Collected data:
------------------------------------------------------------------------

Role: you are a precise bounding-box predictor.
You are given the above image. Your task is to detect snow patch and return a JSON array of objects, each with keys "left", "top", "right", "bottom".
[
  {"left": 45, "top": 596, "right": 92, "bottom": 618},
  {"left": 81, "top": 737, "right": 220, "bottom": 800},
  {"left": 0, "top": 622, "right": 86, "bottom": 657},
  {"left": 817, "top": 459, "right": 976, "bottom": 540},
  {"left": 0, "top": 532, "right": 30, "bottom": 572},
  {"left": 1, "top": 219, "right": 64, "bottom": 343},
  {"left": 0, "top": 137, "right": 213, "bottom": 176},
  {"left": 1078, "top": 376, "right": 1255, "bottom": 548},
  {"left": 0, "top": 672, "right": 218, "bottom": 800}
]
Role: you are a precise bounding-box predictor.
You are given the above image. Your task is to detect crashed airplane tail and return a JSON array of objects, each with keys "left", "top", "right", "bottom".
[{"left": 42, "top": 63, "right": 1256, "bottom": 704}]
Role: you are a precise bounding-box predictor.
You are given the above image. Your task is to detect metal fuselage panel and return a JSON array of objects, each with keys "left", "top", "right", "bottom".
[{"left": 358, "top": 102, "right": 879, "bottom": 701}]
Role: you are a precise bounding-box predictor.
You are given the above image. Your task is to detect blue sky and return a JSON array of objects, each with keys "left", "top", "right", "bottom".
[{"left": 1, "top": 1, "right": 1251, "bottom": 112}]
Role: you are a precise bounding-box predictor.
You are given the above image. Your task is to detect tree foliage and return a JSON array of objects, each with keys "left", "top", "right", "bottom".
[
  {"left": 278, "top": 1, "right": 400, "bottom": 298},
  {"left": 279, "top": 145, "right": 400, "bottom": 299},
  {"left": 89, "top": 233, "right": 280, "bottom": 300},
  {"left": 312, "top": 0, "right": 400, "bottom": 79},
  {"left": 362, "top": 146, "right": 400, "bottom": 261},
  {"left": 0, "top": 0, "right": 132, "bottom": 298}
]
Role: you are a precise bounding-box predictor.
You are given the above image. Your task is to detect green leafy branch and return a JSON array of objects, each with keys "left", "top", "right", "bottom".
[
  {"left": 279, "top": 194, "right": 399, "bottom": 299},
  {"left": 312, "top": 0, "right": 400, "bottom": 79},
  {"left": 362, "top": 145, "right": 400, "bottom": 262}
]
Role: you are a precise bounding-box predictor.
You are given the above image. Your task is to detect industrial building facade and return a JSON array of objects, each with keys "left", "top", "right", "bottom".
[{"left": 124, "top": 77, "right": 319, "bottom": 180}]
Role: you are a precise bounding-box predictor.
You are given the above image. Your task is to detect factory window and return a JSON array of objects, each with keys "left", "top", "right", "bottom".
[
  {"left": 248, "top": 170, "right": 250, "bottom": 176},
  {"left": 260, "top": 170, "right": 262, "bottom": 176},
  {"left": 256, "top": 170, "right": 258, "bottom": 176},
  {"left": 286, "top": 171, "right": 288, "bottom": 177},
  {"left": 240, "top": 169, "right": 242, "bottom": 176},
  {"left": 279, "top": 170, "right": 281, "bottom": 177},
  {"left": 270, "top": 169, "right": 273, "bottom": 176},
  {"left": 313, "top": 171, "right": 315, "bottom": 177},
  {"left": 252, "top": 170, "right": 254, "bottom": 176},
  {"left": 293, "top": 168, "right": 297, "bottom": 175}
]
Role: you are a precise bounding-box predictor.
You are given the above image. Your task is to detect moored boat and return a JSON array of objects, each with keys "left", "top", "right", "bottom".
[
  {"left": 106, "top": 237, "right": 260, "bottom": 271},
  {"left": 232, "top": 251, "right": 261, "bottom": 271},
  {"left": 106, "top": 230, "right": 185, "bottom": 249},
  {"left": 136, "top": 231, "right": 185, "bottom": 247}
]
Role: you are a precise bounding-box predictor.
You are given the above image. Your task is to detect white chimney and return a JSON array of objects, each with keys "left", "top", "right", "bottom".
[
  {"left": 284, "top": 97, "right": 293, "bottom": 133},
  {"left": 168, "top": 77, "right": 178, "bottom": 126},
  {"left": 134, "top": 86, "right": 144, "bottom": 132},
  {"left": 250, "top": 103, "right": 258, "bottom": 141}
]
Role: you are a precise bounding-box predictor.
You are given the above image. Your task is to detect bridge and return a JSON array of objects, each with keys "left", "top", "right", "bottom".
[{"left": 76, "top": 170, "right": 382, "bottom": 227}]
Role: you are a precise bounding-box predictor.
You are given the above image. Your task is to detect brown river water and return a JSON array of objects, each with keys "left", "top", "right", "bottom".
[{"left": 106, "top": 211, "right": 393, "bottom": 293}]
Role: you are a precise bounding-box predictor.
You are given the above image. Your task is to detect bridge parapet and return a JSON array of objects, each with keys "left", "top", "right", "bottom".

------------------------------------------------------------------------

▶ [Instructions for the task] With no words changed, transcribe the records above.

▶ [Result for this task]
Role: you are a precise bounding-box predictor.
You are given the above image. Your task is to detect snow patch and return a JSON array of objects, each with keys "left", "top", "right", "bottom".
[
  {"left": 45, "top": 596, "right": 92, "bottom": 618},
  {"left": 81, "top": 737, "right": 220, "bottom": 800},
  {"left": 0, "top": 622, "right": 86, "bottom": 657},
  {"left": 817, "top": 459, "right": 976, "bottom": 540},
  {"left": 0, "top": 532, "right": 30, "bottom": 572},
  {"left": 1, "top": 219, "right": 64, "bottom": 343},
  {"left": 0, "top": 137, "right": 213, "bottom": 176},
  {"left": 1078, "top": 376, "right": 1255, "bottom": 548},
  {"left": 0, "top": 672, "right": 218, "bottom": 800}
]
Role: you are a precise bounding-box predictor.
You are given the above image. Your task is to detect crashed airplane tail and return a JSON array of objects, each with keys "left", "top", "right", "bottom".
[{"left": 42, "top": 63, "right": 1256, "bottom": 704}]
Role: you are a precise bounding-box predictor.
You are given the above image. Your task is to detect metal fuselage panel and return a JSON array of objects, each with keys "left", "top", "right", "bottom".
[{"left": 358, "top": 102, "right": 879, "bottom": 701}]
Role: you are a precise bounding-box predictor.
You are given the above image. Your task is to detect blue sky and return a JSON array of objects, each with keys "left", "top", "right", "bottom".
[{"left": 1, "top": 1, "right": 1251, "bottom": 112}]
Role: you are a precise bounding-box predictor.
You are given the above image. Your task is to detect tree foliage and return a JSON array of objects, each with keys "left", "top", "right", "bottom".
[
  {"left": 278, "top": 1, "right": 400, "bottom": 298},
  {"left": 279, "top": 145, "right": 400, "bottom": 299},
  {"left": 89, "top": 233, "right": 280, "bottom": 300},
  {"left": 312, "top": 0, "right": 400, "bottom": 79},
  {"left": 362, "top": 146, "right": 400, "bottom": 261},
  {"left": 0, "top": 0, "right": 132, "bottom": 298}
]
Role: you are a precise bounding-box predictor.
You are given the above image. Your task is to detect green leafy branch and return a JSON array of objects, each with keys "left", "top", "right", "bottom".
[
  {"left": 279, "top": 194, "right": 399, "bottom": 299},
  {"left": 312, "top": 0, "right": 400, "bottom": 79},
  {"left": 362, "top": 145, "right": 400, "bottom": 262}
]
Role: you are a precise bounding-box predictor.
You are given the above image. Your task is to detect industrial building facade and return a JSON array of objects, each with keys "left", "top", "right", "bottom".
[{"left": 124, "top": 77, "right": 319, "bottom": 180}]
Role: you are a precise bounding-box predictor.
You are given the above image. Your task is to detect factory window and return a JSON array of objects, each with keys "left", "top", "right", "bottom".
[
  {"left": 248, "top": 170, "right": 250, "bottom": 176},
  {"left": 260, "top": 170, "right": 262, "bottom": 176},
  {"left": 256, "top": 170, "right": 258, "bottom": 176},
  {"left": 286, "top": 171, "right": 288, "bottom": 177},
  {"left": 240, "top": 169, "right": 242, "bottom": 176},
  {"left": 279, "top": 170, "right": 281, "bottom": 177},
  {"left": 270, "top": 169, "right": 273, "bottom": 176},
  {"left": 313, "top": 171, "right": 315, "bottom": 177},
  {"left": 252, "top": 170, "right": 254, "bottom": 176},
  {"left": 293, "top": 168, "right": 297, "bottom": 175}
]
Role: you are a precise bounding-box predictor.
You are given the above image. Your task is to detect moored boat and return a JSON array of objects, each with keys "left", "top", "right", "bottom".
[
  {"left": 106, "top": 237, "right": 260, "bottom": 271},
  {"left": 232, "top": 251, "right": 261, "bottom": 271},
  {"left": 106, "top": 230, "right": 185, "bottom": 249},
  {"left": 136, "top": 231, "right": 185, "bottom": 247}
]
Role: you are a precise bounding-box predictor.
You are given the above image. Your task is to detect white chimney and return a JSON array of objects, each with keys "left", "top", "right", "bottom".
[
  {"left": 284, "top": 97, "right": 293, "bottom": 133},
  {"left": 168, "top": 77, "right": 178, "bottom": 126},
  {"left": 134, "top": 86, "right": 144, "bottom": 132},
  {"left": 250, "top": 103, "right": 258, "bottom": 141}
]
Role: you are a precise bounding-box predictor.
You are given the above image. Your task is to detect bridge and return a JSON array of objects, each with keys "left", "top", "right", "bottom".
[{"left": 76, "top": 170, "right": 382, "bottom": 227}]
Role: you are a precise bounding-box predictor.
You are given the above image. Your task is to detect brown river water and return a JSON array of objects, each with keys "left", "top", "right", "bottom".
[{"left": 106, "top": 211, "right": 393, "bottom": 293}]
Role: you are a precise bounding-box predictor.
You are given the above image. Your task is to detect bridge parapet and return a JSON array of objects, each with keys "left", "top", "right", "bottom".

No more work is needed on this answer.